## Task requirements
Can you duplicate every line of the material below, character for character?

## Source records
────────────────────
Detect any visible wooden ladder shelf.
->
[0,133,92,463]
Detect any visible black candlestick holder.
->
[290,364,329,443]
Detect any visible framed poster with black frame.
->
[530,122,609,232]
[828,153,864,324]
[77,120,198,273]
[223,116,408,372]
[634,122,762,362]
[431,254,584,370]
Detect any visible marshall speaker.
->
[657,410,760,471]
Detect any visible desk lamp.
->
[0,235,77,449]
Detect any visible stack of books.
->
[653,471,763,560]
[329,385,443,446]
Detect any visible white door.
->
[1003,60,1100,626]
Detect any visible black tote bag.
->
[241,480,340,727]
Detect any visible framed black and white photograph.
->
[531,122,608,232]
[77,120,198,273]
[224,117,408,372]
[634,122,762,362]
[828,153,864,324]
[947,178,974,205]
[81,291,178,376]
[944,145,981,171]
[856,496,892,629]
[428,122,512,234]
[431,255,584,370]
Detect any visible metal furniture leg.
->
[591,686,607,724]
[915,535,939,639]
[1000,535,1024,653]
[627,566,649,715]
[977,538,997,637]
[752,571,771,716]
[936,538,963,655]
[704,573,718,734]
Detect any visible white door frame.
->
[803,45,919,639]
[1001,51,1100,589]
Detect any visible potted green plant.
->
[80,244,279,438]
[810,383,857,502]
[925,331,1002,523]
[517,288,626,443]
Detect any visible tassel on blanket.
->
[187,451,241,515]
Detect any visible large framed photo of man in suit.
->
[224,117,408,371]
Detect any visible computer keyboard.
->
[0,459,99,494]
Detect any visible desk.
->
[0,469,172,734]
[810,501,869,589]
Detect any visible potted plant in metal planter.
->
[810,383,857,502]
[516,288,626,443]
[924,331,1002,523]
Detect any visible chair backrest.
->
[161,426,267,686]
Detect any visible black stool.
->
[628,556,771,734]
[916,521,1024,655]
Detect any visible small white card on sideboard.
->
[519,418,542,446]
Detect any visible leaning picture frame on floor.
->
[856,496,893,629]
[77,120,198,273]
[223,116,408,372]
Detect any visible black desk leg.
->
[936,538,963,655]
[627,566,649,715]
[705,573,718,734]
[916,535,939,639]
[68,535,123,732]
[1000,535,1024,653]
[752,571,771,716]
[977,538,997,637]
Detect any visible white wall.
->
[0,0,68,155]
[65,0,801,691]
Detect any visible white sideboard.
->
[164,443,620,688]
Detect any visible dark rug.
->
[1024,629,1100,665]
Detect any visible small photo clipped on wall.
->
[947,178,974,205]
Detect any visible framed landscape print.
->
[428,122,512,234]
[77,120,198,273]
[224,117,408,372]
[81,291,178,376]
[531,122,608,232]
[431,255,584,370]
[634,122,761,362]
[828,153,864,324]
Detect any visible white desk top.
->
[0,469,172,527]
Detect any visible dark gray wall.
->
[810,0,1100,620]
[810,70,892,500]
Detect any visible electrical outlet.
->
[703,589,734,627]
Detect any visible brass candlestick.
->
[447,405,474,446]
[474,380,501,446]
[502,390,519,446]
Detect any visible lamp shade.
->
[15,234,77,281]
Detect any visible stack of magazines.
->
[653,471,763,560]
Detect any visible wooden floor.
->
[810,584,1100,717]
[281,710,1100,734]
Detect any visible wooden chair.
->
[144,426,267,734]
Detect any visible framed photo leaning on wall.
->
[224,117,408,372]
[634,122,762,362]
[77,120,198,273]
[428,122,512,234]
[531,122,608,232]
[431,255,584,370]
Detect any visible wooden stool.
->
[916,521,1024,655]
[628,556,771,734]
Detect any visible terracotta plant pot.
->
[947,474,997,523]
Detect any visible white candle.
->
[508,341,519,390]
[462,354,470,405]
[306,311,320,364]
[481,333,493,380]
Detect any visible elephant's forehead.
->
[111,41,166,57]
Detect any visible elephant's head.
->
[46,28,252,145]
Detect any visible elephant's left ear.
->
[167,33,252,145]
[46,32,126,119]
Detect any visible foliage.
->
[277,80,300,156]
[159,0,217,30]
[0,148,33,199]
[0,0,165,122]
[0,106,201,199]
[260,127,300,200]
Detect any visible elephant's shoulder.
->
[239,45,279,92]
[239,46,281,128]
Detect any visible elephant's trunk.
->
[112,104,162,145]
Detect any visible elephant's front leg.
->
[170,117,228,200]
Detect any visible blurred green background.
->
────────────────────
## Answer to this exercise
Detect any visible wooden ladder shelf.
->
[0,133,92,463]
Detect any visible black candlestick holder.
->
[290,364,329,443]
Detect any visible framed poster with black frame.
->
[530,122,609,232]
[828,153,864,324]
[77,120,198,273]
[223,116,408,372]
[634,122,762,362]
[431,254,584,370]
Detect any visible marshall speaker.
->
[657,410,760,471]
Detect any visible desk lamp.
->
[0,235,77,449]
Detect any visible stack of books.
->
[653,471,763,560]
[329,385,443,446]
Detect any visible white door.
->
[1003,60,1100,626]
Detect any visible black tote bag.
->
[241,480,340,727]
Detect any visible framed black and white photograph.
->
[531,122,608,232]
[77,120,198,273]
[224,117,408,372]
[634,122,762,362]
[828,153,864,324]
[947,178,974,205]
[81,291,178,376]
[944,145,981,171]
[856,496,892,629]
[428,122,512,234]
[431,255,584,370]
Detect any visible metal furniture leg.
->
[591,686,607,724]
[915,535,939,639]
[1000,535,1024,653]
[627,566,649,715]
[977,538,997,637]
[752,571,771,716]
[936,538,963,655]
[704,573,718,734]
Detect any visible white door frame.
->
[803,45,919,639]
[1001,51,1100,589]
Detect any visible potted green plant.
->
[80,244,279,438]
[810,383,857,502]
[925,331,1002,523]
[517,288,626,443]
Detect any visible tassel on blanket.
->
[187,451,241,515]
Detect any visible large framed photo of man in suit.
->
[224,117,408,371]
Detect any visible computer keyboard.
->
[0,459,99,494]
Detect any visible desk.
->
[0,469,172,734]
[810,501,869,589]
Detect any visible potted plant in metal planter.
->
[810,383,857,502]
[516,288,626,443]
[924,331,1002,523]
Detect any visible chair backrest.
->
[161,426,267,686]
Detect any visible black stool.
->
[628,556,771,734]
[916,521,1024,655]
Detect any visible small white card on sideboard.
->
[519,418,542,446]
Detect any visible leaning picture frame on floor.
->
[856,496,893,629]
[77,120,198,273]
[223,116,408,372]
Detect any visible black desk leg.
->
[936,538,963,655]
[627,566,649,715]
[705,573,718,734]
[916,535,939,639]
[68,535,123,732]
[1000,535,1024,653]
[752,571,771,716]
[977,538,997,637]
Detect any visible white wall.
->
[0,0,68,155]
[65,0,801,691]
Detect any visible white sideboard.
->
[164,443,620,688]
Detect any visible dark rug.
->
[1024,629,1100,665]
Detect any visible small photo clipped on wall.
->
[947,178,974,205]
Detect any visible framed landscape print.
->
[428,122,512,234]
[77,120,198,273]
[224,117,408,372]
[81,291,178,376]
[531,122,608,232]
[431,255,584,370]
[634,122,761,362]
[828,153,864,324]
Detect any visible white desk top.
->
[0,469,172,527]
Detect any visible dark gray wall.
->
[810,0,1100,620]
[810,70,892,500]
Detect any visible electrical outlet.
->
[703,589,734,627]
Detect any visible brass candlestick.
->
[447,405,474,446]
[474,380,501,446]
[502,390,519,446]
Detect any visible lamp shade.
->
[15,234,77,281]
Detect any visible stack of magazines.
->
[653,471,763,560]
Detect any visible wooden floor.
->
[810,584,1100,717]
[281,710,1100,734]
Detect any visible wooden chair.
->
[144,426,267,734]
Detect any visible framed photo leaning on wall.
->
[224,117,408,372]
[634,122,762,362]
[77,120,198,273]
[428,122,512,234]
[531,122,608,232]
[431,255,584,370]
Detect any visible wooden stool.
->
[916,521,1024,655]
[628,556,771,734]
Detect any visible terracotta plant pot.
->
[947,474,997,523]
Detect any visible white candle.
->
[508,341,519,390]
[462,354,470,405]
[306,311,320,364]
[481,333,493,380]
Detect any visible elephant's forehead.
->
[111,41,166,57]
Detect any visible elephant's head.
->
[46,28,252,145]
Detect any visible elephant's left ear.
->
[167,33,252,145]
[46,32,126,119]
Detect any visible foliage.
->
[277,80,300,156]
[159,0,217,30]
[0,148,33,199]
[0,0,165,122]
[0,106,201,199]
[260,127,300,200]
Detect any visible elephant's shoulder.
->
[239,45,279,92]
[239,46,281,128]
Detect any visible elephant's trunk.
->
[112,104,162,145]
Detect any visible elephant's front leg.
->
[170,117,228,200]
Detect any visible blurred green background.
->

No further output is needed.